• AIM OF THE TASK: A verbatim copy of every record is required, and no pictures should be included.

EXTRACTED DATA Start Marker

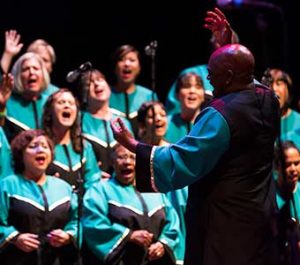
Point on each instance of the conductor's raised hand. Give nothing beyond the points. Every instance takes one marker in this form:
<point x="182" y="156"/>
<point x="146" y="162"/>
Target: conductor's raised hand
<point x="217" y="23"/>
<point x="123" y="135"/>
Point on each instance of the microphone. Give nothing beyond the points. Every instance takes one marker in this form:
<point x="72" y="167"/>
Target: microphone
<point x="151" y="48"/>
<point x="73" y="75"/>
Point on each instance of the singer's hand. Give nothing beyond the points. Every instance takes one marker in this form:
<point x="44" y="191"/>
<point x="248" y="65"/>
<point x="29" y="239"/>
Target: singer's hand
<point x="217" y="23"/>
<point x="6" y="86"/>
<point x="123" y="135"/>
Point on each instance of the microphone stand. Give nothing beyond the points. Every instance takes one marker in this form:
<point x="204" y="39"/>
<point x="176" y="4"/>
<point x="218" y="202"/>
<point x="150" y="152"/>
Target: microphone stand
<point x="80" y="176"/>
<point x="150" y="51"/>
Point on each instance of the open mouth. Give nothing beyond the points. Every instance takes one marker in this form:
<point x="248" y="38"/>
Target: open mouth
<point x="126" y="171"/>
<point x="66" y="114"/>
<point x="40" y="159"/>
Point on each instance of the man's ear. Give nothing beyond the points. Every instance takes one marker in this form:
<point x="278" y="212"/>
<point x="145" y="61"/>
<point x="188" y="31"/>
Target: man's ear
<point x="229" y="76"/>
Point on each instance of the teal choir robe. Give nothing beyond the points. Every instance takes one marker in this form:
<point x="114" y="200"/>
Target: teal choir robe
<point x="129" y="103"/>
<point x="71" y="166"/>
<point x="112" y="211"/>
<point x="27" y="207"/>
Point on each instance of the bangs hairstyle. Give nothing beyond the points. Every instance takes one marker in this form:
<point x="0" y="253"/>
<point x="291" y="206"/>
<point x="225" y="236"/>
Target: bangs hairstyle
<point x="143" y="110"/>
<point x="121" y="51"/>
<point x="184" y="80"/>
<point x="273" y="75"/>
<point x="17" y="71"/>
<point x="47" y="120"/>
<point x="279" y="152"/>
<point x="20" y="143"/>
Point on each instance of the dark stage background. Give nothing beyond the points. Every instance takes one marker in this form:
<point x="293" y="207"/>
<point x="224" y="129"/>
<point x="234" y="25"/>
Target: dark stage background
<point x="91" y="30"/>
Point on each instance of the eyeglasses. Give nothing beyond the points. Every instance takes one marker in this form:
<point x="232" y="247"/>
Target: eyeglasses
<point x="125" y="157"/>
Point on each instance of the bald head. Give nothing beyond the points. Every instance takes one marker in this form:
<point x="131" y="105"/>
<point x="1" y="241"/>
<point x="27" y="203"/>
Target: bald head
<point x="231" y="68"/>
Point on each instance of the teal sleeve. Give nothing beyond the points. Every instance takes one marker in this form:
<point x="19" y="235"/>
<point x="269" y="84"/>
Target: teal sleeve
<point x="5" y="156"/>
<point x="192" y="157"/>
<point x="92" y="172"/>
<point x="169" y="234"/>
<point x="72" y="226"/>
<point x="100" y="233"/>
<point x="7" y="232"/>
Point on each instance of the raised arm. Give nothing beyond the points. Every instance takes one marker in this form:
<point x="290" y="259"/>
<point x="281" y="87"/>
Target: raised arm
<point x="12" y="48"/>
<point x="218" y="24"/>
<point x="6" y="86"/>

EXTRACTED DATA End Marker

• OUTPUT:
Point on each instance of the conductor's raised hand. Give nothing beyond the points. Every instance takes one marker in this form:
<point x="182" y="156"/>
<point x="146" y="162"/>
Target: conductor's raised hand
<point x="217" y="23"/>
<point x="123" y="135"/>
Point on each instance of the microphone. Give nothing beyond the points. Every instance takes one marker in this form:
<point x="72" y="167"/>
Target: microphone
<point x="151" y="48"/>
<point x="73" y="75"/>
Point on each instance of the singer's hand. Give nothing beyond the points. Every instance takes one marker in this form:
<point x="44" y="191"/>
<point x="248" y="65"/>
<point x="29" y="239"/>
Target: singer's hand
<point x="217" y="23"/>
<point x="6" y="86"/>
<point x="123" y="135"/>
Point on each instance of the microphone stand. Give nothing beyond the points. Every instance takes one marker in this form:
<point x="204" y="39"/>
<point x="176" y="4"/>
<point x="218" y="202"/>
<point x="150" y="152"/>
Target: microphone stand
<point x="80" y="176"/>
<point x="150" y="51"/>
Point on each instance of the open mouth. Give nothing beyond the points. Every instance takes one marker in this form:
<point x="248" y="38"/>
Target: open mouth
<point x="126" y="171"/>
<point x="66" y="114"/>
<point x="40" y="159"/>
Point on each instance of the man's ear. Give nothing beyond the points. Every instance takes one marker in this form:
<point x="278" y="212"/>
<point x="145" y="61"/>
<point x="188" y="31"/>
Target: man's ear
<point x="229" y="76"/>
Point on each instance of the teal choir robe. Give nothing beyond the points. Every instance takes one marker in this form:
<point x="114" y="200"/>
Target: teal choir robe
<point x="129" y="103"/>
<point x="71" y="166"/>
<point x="112" y="211"/>
<point x="27" y="207"/>
Point on each instance of the bangs hairstyle. Give nothing beyond the points. Every instance takes one marker in this form:
<point x="0" y="253"/>
<point x="291" y="206"/>
<point x="225" y="236"/>
Target: bangs hairstyle
<point x="143" y="110"/>
<point x="121" y="51"/>
<point x="184" y="80"/>
<point x="273" y="75"/>
<point x="17" y="71"/>
<point x="47" y="120"/>
<point x="279" y="152"/>
<point x="20" y="143"/>
Point on each instance of the dark stage background. Give nothing beyond the points. Every instance takes one marker in this form:
<point x="293" y="207"/>
<point x="224" y="129"/>
<point x="234" y="25"/>
Target: dark stage background
<point x="91" y="30"/>
Point on each instance of the eyeglasses. Give nothing beyond the points. Every instance takes one marker in this form:
<point x="232" y="247"/>
Target: eyeglasses
<point x="125" y="157"/>
Point on each instance of the bald head. Give nothing beyond the points. Every instance takes one marker in this form:
<point x="131" y="105"/>
<point x="1" y="241"/>
<point x="27" y="203"/>
Target: bald head
<point x="231" y="68"/>
Point on each instance of the teal sleeve. Give nothing beyond the points. Every instance takes one marker in this form:
<point x="19" y="235"/>
<point x="269" y="84"/>
Target: teal sleeve
<point x="5" y="156"/>
<point x="192" y="157"/>
<point x="92" y="172"/>
<point x="169" y="234"/>
<point x="72" y="226"/>
<point x="100" y="233"/>
<point x="7" y="232"/>
Point on each instance of the raised arm. Give nothing beyond the points. Every instance takes one marker in this form:
<point x="290" y="259"/>
<point x="281" y="87"/>
Target: raised arm
<point x="12" y="48"/>
<point x="218" y="24"/>
<point x="6" y="86"/>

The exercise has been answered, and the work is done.